Return all of the entries below exactly as they are given.

Dataset records
+++++

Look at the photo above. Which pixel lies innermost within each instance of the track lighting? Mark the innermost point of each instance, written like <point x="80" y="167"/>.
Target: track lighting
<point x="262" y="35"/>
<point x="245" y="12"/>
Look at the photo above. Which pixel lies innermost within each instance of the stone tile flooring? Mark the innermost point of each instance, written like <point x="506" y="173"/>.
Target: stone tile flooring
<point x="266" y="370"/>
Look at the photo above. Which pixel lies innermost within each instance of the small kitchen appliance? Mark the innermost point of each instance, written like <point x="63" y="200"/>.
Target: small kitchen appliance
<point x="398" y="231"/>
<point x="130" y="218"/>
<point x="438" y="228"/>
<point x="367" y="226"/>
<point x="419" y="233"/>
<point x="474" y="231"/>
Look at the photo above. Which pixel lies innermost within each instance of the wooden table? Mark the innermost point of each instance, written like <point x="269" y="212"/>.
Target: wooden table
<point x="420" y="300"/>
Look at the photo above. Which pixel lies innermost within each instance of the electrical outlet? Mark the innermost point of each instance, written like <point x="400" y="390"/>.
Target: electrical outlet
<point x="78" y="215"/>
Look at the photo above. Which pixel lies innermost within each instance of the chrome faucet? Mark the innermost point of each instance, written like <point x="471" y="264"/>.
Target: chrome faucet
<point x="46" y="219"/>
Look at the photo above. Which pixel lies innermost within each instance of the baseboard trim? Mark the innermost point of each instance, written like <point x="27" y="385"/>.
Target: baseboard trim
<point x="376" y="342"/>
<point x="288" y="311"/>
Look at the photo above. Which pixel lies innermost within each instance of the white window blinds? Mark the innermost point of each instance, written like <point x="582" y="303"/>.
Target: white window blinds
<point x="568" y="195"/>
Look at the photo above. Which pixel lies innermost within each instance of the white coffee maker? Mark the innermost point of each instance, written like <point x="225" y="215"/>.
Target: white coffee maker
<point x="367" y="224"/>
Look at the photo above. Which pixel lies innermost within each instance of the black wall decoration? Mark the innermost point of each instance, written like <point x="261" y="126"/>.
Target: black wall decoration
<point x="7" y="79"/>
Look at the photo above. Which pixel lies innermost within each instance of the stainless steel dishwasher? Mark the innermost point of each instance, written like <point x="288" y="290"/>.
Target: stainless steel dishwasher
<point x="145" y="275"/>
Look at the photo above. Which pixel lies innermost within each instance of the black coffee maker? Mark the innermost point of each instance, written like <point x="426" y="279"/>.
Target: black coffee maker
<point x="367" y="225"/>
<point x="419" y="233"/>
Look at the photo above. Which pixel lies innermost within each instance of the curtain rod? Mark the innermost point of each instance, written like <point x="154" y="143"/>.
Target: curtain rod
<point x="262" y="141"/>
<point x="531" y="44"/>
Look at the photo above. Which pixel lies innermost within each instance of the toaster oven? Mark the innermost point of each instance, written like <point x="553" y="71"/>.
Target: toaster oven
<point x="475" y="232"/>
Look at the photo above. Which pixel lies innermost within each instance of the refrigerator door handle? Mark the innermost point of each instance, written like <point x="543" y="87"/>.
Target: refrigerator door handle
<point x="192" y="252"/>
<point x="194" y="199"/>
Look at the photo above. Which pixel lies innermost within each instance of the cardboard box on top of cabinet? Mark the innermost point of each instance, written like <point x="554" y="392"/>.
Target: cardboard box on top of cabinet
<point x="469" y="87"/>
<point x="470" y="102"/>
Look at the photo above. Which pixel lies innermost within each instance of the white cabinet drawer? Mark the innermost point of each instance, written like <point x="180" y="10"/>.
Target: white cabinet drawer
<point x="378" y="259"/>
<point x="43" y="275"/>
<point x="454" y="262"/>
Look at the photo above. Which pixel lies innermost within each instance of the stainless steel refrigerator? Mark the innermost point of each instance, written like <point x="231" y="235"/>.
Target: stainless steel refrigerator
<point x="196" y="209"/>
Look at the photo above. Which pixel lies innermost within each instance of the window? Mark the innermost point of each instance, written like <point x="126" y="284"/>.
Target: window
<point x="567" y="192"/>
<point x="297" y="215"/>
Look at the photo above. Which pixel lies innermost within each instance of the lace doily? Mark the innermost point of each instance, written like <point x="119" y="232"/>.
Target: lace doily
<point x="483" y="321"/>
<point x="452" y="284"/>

+++++

### Exercise solution
Look at the photo above. Which pixel lies innermost within each instance of the track lighting? Mark the innermost point of each instance, written like <point x="80" y="167"/>.
Target: track lighting
<point x="262" y="35"/>
<point x="245" y="12"/>
Look at the photo above. Which pixel lies innermost within each instance of the stone tile flooring? Mark the innermost point of each instance, written like <point x="506" y="173"/>.
Target: stone tile flooring
<point x="266" y="370"/>
Look at the photo above. Which pixel lies innermost within each instance of the small kitchen appliance? Mark the innermost point of each instance, written like <point x="63" y="200"/>.
Target: small kitchen appliance
<point x="398" y="231"/>
<point x="130" y="218"/>
<point x="438" y="228"/>
<point x="367" y="226"/>
<point x="419" y="233"/>
<point x="474" y="231"/>
Look at the photo above. Which pixel lies innermost within each instance of the wooden table? Mark the innermost point of each instance, written like <point x="269" y="212"/>.
Target: wooden table
<point x="420" y="300"/>
Look at the photo above. Which pixel lies innermost within each instance of the electrical outlet? Mark the innermost point of each instance, written like <point x="400" y="390"/>.
Target: electrical outlet
<point x="78" y="215"/>
Look at the photo above. Which pixel lies innermost within each instance of the chrome faucet? Mark the innermost point of each instance, written like <point x="471" y="264"/>.
Target: chrome faucet
<point x="46" y="219"/>
Look at the photo above. Which pixel lies innermost within each instance of the baseboard trim? Mark the innermost point of each instance, written like <point x="27" y="385"/>.
Target: baseboard trim
<point x="376" y="342"/>
<point x="288" y="311"/>
Look at the photo above. Which pixel lies innermost within each instance of the white window blinds? Mark the innermost point of each instance, written like <point x="582" y="303"/>.
Target: white window blinds
<point x="568" y="195"/>
Look at the photo above. Which pixel lies innermost within each instance of the white coffee maker? Mark the innermost point of each instance, written like <point x="225" y="215"/>.
Target: white coffee maker
<point x="367" y="224"/>
Look at the photo above. Which pixel lies innermost within each instance of the black wall decoration? Mark the innermost point of each instance, written like <point x="261" y="126"/>.
Target: black wall decoration
<point x="7" y="79"/>
Look at the photo above. Which pixel lies innermost within each instance of the stainless steel dishwasher? Mark the innermost point of each instance, written like <point x="288" y="290"/>.
Target: stainless steel dishwasher
<point x="145" y="275"/>
Look at the photo above. Which pixel lies innermost within each instance of the black coffee maker? Mark the innermost point of each instance, written like <point x="426" y="279"/>.
Target: black coffee maker
<point x="367" y="225"/>
<point x="419" y="233"/>
Look at the photo above. Which pixel lies innermost within each instance of the curtain rod? Mark the innermost point of each instance, written like <point x="154" y="143"/>.
Target: curtain rod
<point x="262" y="141"/>
<point x="531" y="44"/>
Look at the photo above. Which pixel lies innermost within each instance of the toaster oven? Mark the innermost point of each instance, written like <point x="553" y="71"/>.
Target: toaster oven
<point x="475" y="232"/>
Look at the photo above. Which pixel lies innermost within each instance of the refrigerator door handle? Mark the innermost point of each instance, written like <point x="543" y="87"/>.
Target: refrigerator door handle
<point x="192" y="252"/>
<point x="194" y="199"/>
Look at the photo above. Which pixel lies innermost within each instance of the cardboard box on top of cabinet? Mark the innermost point of each instance, written like <point x="554" y="392"/>.
Target: cardboard box on top of cabinet
<point x="469" y="87"/>
<point x="470" y="102"/>
Look at the photo above. Which pixel lies innermost within each instance of the white cabinet drawer? Mark the innermost point of each instance, written like <point x="180" y="10"/>.
Target: white cabinet drawer
<point x="378" y="259"/>
<point x="43" y="275"/>
<point x="454" y="262"/>
Look at the photo above. Which pixel lies innermost within each instance of the stainless steel refrigerator? Mark the innermost point of each instance, written like <point x="231" y="235"/>.
Target: stainless steel refrigerator
<point x="196" y="209"/>
Look at the photo above. Which pixel lies innermost within each instance of the window? Mark the innermost point of each instance, written like <point x="126" y="284"/>.
Target: window
<point x="567" y="192"/>
<point x="297" y="215"/>
Look at the photo above. Which pixel lies innermost within each instance of the lace doily? Mark the innermost point of each instance, written like <point x="119" y="232"/>.
Target: lace doily
<point x="483" y="321"/>
<point x="452" y="284"/>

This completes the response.